Halaman:

Kamis 16 Jan 2020 23:59 WIB

Beragama itu Seimbang: Tak Melulu Shalat, Puasa, dan Bujang

Rasulullah SAW memberikan contoh tentang beragama yang seimbang.

Rasulullah SAW memberikan contoh tentang beragama yang seimbang. Seorang Muslim tengah beribadah di Masjid (ilustrasi)
Foto: Republika/Wihdan Hidayat
Rasulullah SAW memberikan contoh tentang beragama yang seimbang. Seorang Muslim tengah beribadah di Masjid (ilustrasi)

REPUBLIKA.CO.ID,  Konsepsi beragama dalam Islam sangatlah berimbang. Islam tidak hanya menitikberatkan pada ibadah, tetapi juga memberikan porsi terhadap hak-hak sesama. 

Syahdan ada tiga orang sahabat mendatangi istri rasul. Mereka bertanya mengenai ibadah dan perilaku Rasulullah saw sehari-hari, baik yang berhubungan dengan Sang Pencipta, maupun dengan umatnya. Pada akhirnya ketiga sahabat itu dapat mengetahui ibadah serta ketaatan Rasulullah terhadap Khaliknya, serta perilaku dan sikap Rasul kepada umatnya.

Soal Latihan:
A) Tukar "sahabat" dengan "pengikut", lalu tulis ulang bagian artikel di atas, semuanya mulai dari "Syahdan ada tiga" sampai ke "Rasul kepada umatnya.".
B) Ringkas artikel di atas dalam dua kalimat.

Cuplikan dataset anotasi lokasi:
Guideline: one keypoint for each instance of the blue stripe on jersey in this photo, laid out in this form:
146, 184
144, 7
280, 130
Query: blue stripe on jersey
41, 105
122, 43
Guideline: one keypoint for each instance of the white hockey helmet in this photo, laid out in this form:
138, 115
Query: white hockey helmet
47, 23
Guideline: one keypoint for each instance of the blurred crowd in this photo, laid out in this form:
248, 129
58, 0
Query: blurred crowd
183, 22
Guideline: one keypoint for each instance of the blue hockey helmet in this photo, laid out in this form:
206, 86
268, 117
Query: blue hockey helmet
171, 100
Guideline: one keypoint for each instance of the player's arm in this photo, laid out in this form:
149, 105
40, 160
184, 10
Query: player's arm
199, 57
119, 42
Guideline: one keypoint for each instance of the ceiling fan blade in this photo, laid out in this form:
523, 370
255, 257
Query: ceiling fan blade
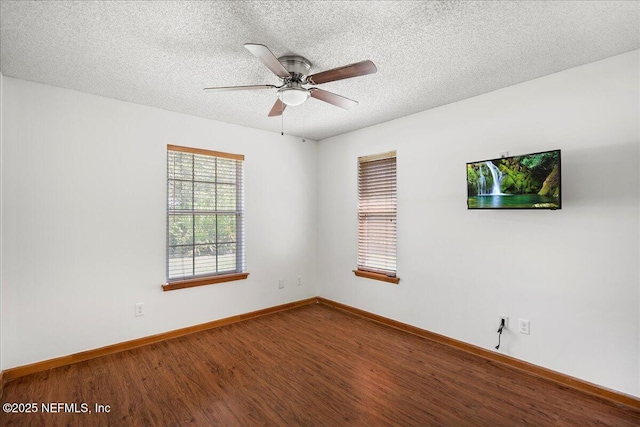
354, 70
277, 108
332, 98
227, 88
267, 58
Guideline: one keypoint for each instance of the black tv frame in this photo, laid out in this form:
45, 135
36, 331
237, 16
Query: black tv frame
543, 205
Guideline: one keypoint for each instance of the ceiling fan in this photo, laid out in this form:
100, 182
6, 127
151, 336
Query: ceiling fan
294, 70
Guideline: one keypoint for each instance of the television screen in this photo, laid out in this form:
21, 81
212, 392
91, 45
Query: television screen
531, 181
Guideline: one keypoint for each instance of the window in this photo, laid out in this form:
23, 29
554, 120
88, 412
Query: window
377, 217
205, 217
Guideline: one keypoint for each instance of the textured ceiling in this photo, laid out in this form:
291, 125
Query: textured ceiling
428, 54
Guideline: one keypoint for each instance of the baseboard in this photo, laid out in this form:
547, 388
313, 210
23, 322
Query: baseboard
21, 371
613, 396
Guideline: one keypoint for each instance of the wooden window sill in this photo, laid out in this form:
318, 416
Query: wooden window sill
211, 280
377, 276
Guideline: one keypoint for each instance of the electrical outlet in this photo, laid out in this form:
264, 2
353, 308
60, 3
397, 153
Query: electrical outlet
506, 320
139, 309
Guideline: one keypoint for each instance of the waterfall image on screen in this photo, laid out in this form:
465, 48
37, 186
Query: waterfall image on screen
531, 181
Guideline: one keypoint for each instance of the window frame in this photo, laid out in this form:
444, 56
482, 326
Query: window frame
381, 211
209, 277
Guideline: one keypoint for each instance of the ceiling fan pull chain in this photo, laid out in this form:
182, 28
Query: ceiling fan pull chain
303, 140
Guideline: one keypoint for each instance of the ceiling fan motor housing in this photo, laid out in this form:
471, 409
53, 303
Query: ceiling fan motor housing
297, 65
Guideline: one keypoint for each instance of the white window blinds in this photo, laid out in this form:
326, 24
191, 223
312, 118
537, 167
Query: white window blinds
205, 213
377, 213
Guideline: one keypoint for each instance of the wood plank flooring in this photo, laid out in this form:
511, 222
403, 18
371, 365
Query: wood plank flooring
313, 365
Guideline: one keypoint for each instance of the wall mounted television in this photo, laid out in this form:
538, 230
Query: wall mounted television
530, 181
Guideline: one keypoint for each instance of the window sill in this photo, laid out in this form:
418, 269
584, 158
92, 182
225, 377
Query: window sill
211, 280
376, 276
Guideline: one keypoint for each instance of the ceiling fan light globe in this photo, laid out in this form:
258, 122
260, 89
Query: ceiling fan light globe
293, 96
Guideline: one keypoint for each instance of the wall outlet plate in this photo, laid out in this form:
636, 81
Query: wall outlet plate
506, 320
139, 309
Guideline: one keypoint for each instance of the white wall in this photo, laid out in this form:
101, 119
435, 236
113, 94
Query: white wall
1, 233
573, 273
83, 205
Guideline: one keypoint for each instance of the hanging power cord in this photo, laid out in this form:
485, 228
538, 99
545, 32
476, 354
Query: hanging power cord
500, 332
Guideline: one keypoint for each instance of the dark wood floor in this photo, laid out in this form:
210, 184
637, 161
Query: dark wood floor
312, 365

==

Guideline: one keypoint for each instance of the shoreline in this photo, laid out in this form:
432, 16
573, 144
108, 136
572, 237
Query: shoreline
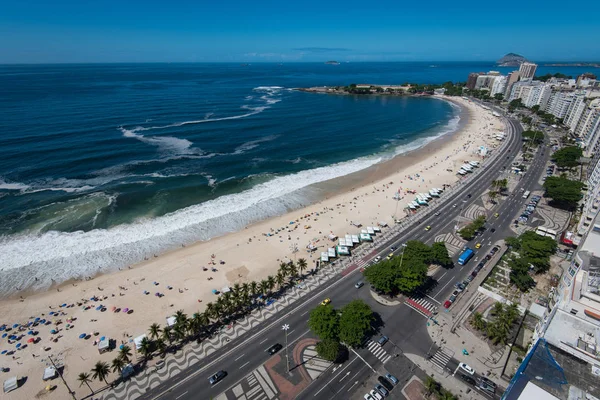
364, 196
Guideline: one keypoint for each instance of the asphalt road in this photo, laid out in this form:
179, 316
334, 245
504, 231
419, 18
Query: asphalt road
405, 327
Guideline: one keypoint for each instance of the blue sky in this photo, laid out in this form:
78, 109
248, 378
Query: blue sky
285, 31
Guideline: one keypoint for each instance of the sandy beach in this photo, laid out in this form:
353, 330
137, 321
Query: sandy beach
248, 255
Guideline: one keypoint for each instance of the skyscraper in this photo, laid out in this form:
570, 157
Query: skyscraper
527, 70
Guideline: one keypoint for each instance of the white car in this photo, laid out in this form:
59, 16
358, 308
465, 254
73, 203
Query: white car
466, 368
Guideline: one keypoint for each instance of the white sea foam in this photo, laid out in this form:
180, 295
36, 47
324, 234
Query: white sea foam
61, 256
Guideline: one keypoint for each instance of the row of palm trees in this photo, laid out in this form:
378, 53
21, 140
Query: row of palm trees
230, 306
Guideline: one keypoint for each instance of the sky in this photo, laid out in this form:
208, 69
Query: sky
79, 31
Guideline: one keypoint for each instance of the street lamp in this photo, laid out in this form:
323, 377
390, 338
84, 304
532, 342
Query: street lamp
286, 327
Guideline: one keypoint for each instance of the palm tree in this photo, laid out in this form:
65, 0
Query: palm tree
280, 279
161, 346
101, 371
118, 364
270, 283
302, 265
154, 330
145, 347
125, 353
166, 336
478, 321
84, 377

Jawaban Latihan:
A)
Syahdan ada tiga orang pengikut mendatangi istri rasul. Mereka bertanya mengenai ibadah dan perilaku Rasulullah saw sehari-hari, baik yang berhubungan dengan Sang Pencipta, maupun dengan umatnya. Pada akhirnya ketiga pengikut itu dapat mengetahui ibadah serta ketaatan Rasulullah terhadap Khaliknya, serta perilaku dan sikap Rasul kepada umatnya.

B) Konsepsi beragama dalam Islam sangat berimbang karena tidak hanya menitikberatkan pada ibadah, tetapi juga memberikan porsi terhadap hak-hak sesama, dan Rasulullah SAW memberikan contoh beragama yang seimbang itu. Tiga orang sahabat mendatangi istri Rasul untuk bertanya tentang ibadah dan perilaku Rasulullah sehari-hari, hingga akhirnya mereka mengetahui ketaatan beliau terhadap Khaliknya serta perilaku dan sikap beliau kepada umatnya.